→ LESETEXT:
=-=-=

So müssen RZ-Betreiber bei neuer Hardware, die eine andere Anschlusstechnik als das Vorgängergerät aufweist, nicht die PDU tauschen, was eine Betriebsunterbrechung mit sich bringen würde. Selbst bei modularen PDUs müssten immerhin Module getauscht werden, und der Betreiber müsste diese entsprechend bevorraten. Bei den neuen PDUs mit HDOT-Cx-Ausgängen entfällt beides. Außerdem sind sie kompakter als modulare und preiswerter. Die größeren modularen PDUs wirken sich zudem negativ auf den Kühlstrom und damit auf den Energiebedarf aus, auch die Schränke müssen dafür etwas größer dimensioniert werden. Die High-Densitiy-HDOT-Cx-PDUs sparen also Platz, Energie und Kosten. Zudem können Colocation-Anbieter damit die rackbasierte Stromversorgung in ihren Rechenzentren ohne viel Aufwand standardisieren.

Messungen fürs Energie­management

Intelligente PDUs wie die von Legrand oder der PX3-Serie von Raritan bieten oft vielfältige Funktionen. So können damit alle von der EN 50600 2-2 geforderten Kenngrößen zur Energieversorgung überwacht werden: Leistungsfaktor, Strom, Ausgangs­spannung, Neutral­leiter, Scheinleistung sowie Verbrauch in kWh. Zudem werden die Ausgänge, Abzweig­leitungen und der PDU-Eingang überwacht. Selbst RCM-Module (Residual Current Monitor) zur Differenzstrommessung sind dafür erhältlich. Sie eignen sich somit auch für hoch­effiziente RZ, bei denen die Verbrauchs­werte gemäß EN 50600-2-2:2014 mit Granularitäts­niveau 3 von der Hauptverteilerebene bis zum Endverbraucher überwacht werden müssen, damit Lasten und Verbraucher eindeutig zugeordnet werden können. So können zum Beispiel die Verbrauchswerte von in IT-Schränken integrierten Kühlaggregaten der Kühlung zugeordnet werden und fließen nicht in die IT-Verbrauchsbilanz ein.

Die programmierbaren PX3-PDUs von Raritan verfügen zudem über einen Sensor-Port. Über ihn lassen sich zum Beispiel Sensoren anschließen, die Temperatur- und Feuchte, den Luft­strom, den Differenzluftdruck oder auch Vibrationen messen. Selbst ein Asset-Management-System kann über die PDU angebunden werden.

Die Zustands- und Messdaten der PDUs werden in der Power-Management-Software Power IQ von Sunbird oder in einer anderen Monitoring- bzw. DCIM-Lösung (Data Center Infra­structure Management) weiter verarbeitet. Hierzu unterstützen sie offene Standards wie SNMP und Modbus. Die PDUs lassen sich remote konfigurieren und administrieren. Dazu stehen neben einer seriellen auch LAN-Schnittstellen sowie USB-Ports für WLAN-Adapter zur Verfügung. Zudem sind Apps für Android und Apple iOS verfügbar. Die Lösung unter­stützt IPv4 und Ipv6.

=-=-=

→ SCHRIFTLICHE AUFGABE: Schreibe den Abschnitt des Textes über die PDUs, beginnend bei „Die programmierbaren PX3-PDUs“ und endend bei „PDU angebunden werden.“, noch einmal ab und tausche dabei „Sensor-Port“ gegen „Sensoranschluss“ aus.

→ ROHDATEN:
=-=-=

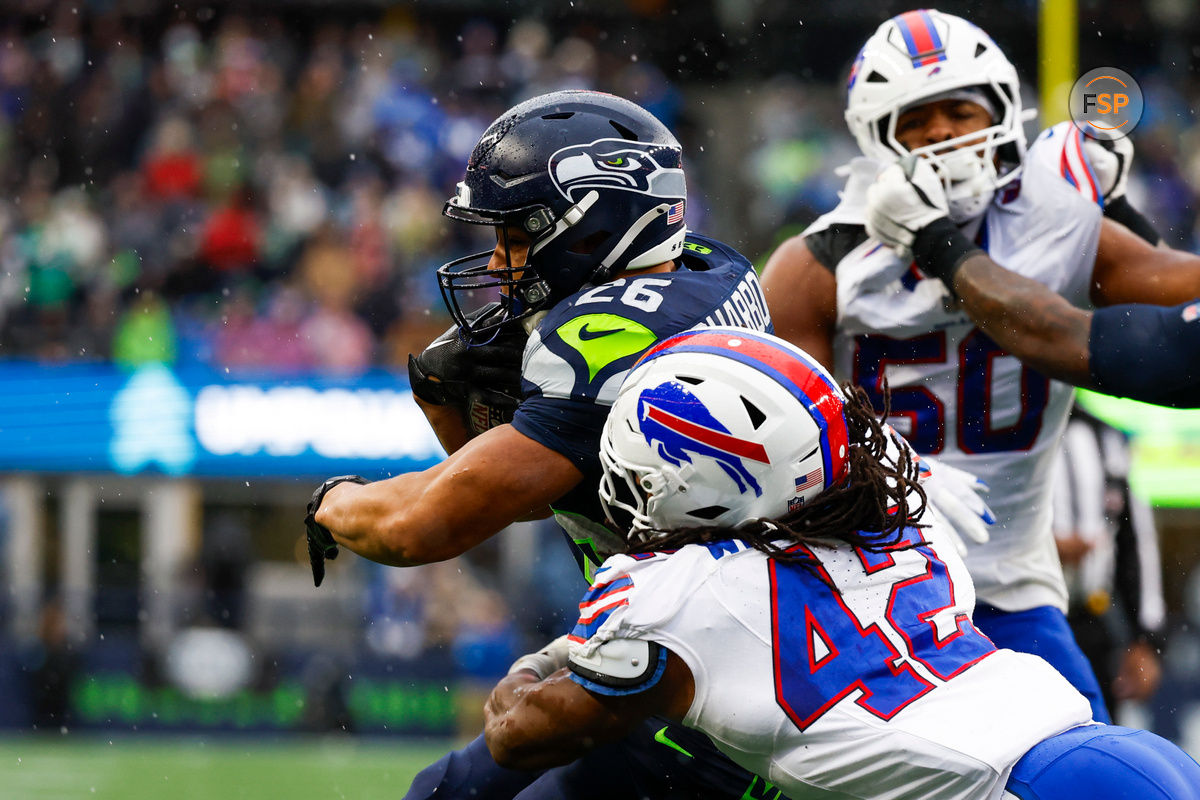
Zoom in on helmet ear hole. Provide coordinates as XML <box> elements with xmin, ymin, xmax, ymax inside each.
<box><xmin>688</xmin><ymin>506</ymin><xmax>730</xmax><ymax>522</ymax></box>
<box><xmin>742</xmin><ymin>395</ymin><xmax>767</xmax><ymax>431</ymax></box>
<box><xmin>608</xmin><ymin>120</ymin><xmax>637</xmax><ymax>142</ymax></box>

=-=-=

→ VOLLSTÄNDIGE ANTWORT:
Die programmierbaren PX3-PDUs von Raritan verfügen zudem über einen Sensoranschluss. Über ihn lassen sich zum Beispiel Sensoren anschließen, die Temperatur- und Feuchte, den Luft­strom, den Differenzluftdruck oder auch Vibrationen messen. Selbst ein Asset-Management-System kann über die PDU angebunden werden.